Write the data out again exactly, dropping any images it holds.

------

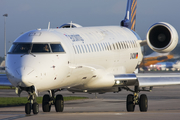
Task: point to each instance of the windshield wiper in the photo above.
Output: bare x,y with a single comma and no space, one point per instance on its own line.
28,53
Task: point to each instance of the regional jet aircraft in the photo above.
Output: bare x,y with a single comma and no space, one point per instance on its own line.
86,59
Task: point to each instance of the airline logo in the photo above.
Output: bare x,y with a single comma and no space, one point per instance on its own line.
133,55
75,38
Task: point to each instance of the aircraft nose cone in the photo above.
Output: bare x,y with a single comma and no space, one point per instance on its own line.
25,76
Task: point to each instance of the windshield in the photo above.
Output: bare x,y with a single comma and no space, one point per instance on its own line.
21,48
39,48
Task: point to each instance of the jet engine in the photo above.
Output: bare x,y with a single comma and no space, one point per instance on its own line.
162,37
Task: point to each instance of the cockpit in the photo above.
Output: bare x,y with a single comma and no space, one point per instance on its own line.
23,48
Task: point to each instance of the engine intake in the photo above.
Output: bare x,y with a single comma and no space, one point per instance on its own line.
162,37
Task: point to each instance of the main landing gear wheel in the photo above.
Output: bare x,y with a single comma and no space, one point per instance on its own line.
129,103
45,103
59,103
143,103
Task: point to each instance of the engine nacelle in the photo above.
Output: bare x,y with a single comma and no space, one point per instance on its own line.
162,37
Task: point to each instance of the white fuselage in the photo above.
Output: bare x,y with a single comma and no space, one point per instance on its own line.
93,55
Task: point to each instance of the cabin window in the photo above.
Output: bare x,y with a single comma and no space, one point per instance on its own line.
102,46
88,48
91,48
94,47
97,47
117,45
85,48
114,47
82,49
74,49
56,48
109,46
77,49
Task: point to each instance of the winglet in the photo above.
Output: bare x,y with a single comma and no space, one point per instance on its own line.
130,18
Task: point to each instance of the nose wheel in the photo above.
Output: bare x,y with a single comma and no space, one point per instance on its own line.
49,100
133,99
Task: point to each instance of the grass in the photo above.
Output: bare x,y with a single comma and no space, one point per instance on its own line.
16,101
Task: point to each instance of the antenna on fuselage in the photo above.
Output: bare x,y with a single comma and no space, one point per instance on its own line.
48,25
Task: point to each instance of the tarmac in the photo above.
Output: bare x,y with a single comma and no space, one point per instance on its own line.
163,104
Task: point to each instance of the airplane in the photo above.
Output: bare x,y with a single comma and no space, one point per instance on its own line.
86,59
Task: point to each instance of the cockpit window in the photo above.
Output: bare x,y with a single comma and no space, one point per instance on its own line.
20,48
38,48
57,48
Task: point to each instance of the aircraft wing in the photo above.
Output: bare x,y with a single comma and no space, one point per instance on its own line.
156,79
4,80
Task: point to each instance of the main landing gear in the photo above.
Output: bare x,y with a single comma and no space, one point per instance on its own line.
47,101
134,99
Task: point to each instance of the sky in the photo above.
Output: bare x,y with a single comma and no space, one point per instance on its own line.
26,15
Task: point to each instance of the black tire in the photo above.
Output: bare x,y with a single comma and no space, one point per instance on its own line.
59,103
45,103
28,108
129,103
143,103
35,108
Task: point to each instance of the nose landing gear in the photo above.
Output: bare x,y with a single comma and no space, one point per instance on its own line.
32,104
133,99
49,100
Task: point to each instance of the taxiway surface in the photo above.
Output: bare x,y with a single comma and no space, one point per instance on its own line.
163,104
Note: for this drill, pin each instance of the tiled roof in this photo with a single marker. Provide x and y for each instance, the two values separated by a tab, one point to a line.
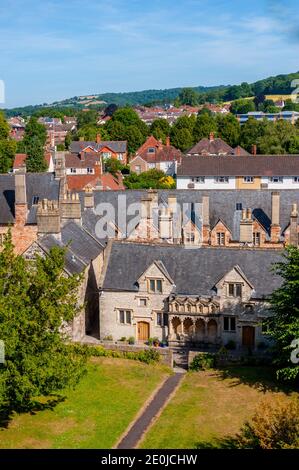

------

ANSWER TO THE EXERCISE:
Task: point to each instance of the windshield wiper in the photo above.
Output: bare x,y with a single comma and no space, one point per instance on its own line.
28,53
Task: point to each instance of the regional jet aircraft in the photo above.
Output: bare x,y with a single comma and no space, one point per instance on its own line.
86,59
Task: point to each instance of the airline logo in the photo above.
Output: bare x,y with a single comma and no space, one point per instance on its own line.
133,55
75,38
Task: point to each instance of the aircraft nose cone in the photo above.
Output: bare x,y with a single comma and no space, one point per instance on its own line.
25,76
Task: point to each instance of the windshield in the photo above.
Output: bare x,y with a single comma and no space, one point per instance on its own line.
21,48
39,48
Task: point to each instance of the jet engine in the photo above.
Output: bare x,y with a single comma and no space, one point per instance on its own line.
162,37
Task: point to each instance of the cockpit in the photo above.
Output: bare x,y with a single comma and no space, one point per instance on its own line.
23,48
Task: point to each instance of the engine intake in the photo above.
Output: bare x,y with a single comma and no space, one point per instance on its own line.
162,37
Task: point to each instance of the main landing gear wheel in the photo above.
Output: bare x,y with a single comma and no space, one point per instance on its own line.
129,103
45,103
59,103
143,103
Task: point to each instance of the engine nacelle in the photo above.
Output: bare x,y with a single comma and no space, one point per instance on its own line.
162,37
Task: point to each instance of the white fuselage in the photo above.
Output: bare x,y with a single comma and no space, one point per instance on its own line.
93,55
Task: point to each instance of the cabin window in the photo above.
Output: bare x,y with a single comma and no space, one point per instance on its own line.
102,46
88,48
91,48
94,47
97,47
117,45
85,48
114,47
82,49
74,49
56,48
109,46
77,49
Task: point to each instance of the winglet in the photo above.
Output: bare x,y with a single comma and no space, one point per instance on its own line.
130,18
Task: point to each instance of the nose wheel in the photo above.
Output: bare x,y with a single comma and no space, one point per instance on its own line.
49,100
133,99
Task: point to each instance of the grass in the photo above.
Output: bare x,y with a single comma and no space, one point per instance on its own line.
16,101
Task: point to each instance of the antenna on fuselage in the photo above.
Output: bare x,y with a single comma and no space, one point per instance on its own line.
48,25
Task: point to each instance of the tarmac in the photo above.
Output: bare x,y with a single comma and no space, one point per instance on its own line.
163,104
Task: point to each instance of the airplane in the photo above.
Output: bare x,y with a single comma and no space, one point per instance on its own line.
86,59
Task: point to each instance of the cockpit window in the photo above.
Output: bare x,y with a single comma and no space, one point per instance on its own line.
20,48
38,48
57,48
Task: point to each instance of the aircraft wing in the photo above.
Output: bare x,y with a single comma and no space, one point per instance on its own line.
156,79
4,80
Task: point to each instance of the main landing gear in the photo above.
Output: bare x,y with a single comma and no space, one point per instance on its own line.
47,101
134,99
Task: point to each instance of the sky in the photo above.
Output: bare x,y with a single comma and no space, one point per instance on its own line.
26,15
Task: point to each instance of the black tire in the photo above.
Output: bare x,y with a single comma and no space, one point per instance on its own line.
59,103
45,103
28,108
129,103
143,103
35,108
Task: point to each instance of the nose landing gear in the photo above.
Output: bare x,y with a single comma and no space, one point per instance on its own line.
32,104
133,99
49,100
Task: point to each instance of the taxiway surface in the photo above.
Output: bare x,y with a single comma and no space, one point per instance on its own line.
163,104
Note: for this drill, pin each instance of the tiled roof in this photo with a single marker. Provide x and y for each instance, the two values separated by a tab, one point to a line.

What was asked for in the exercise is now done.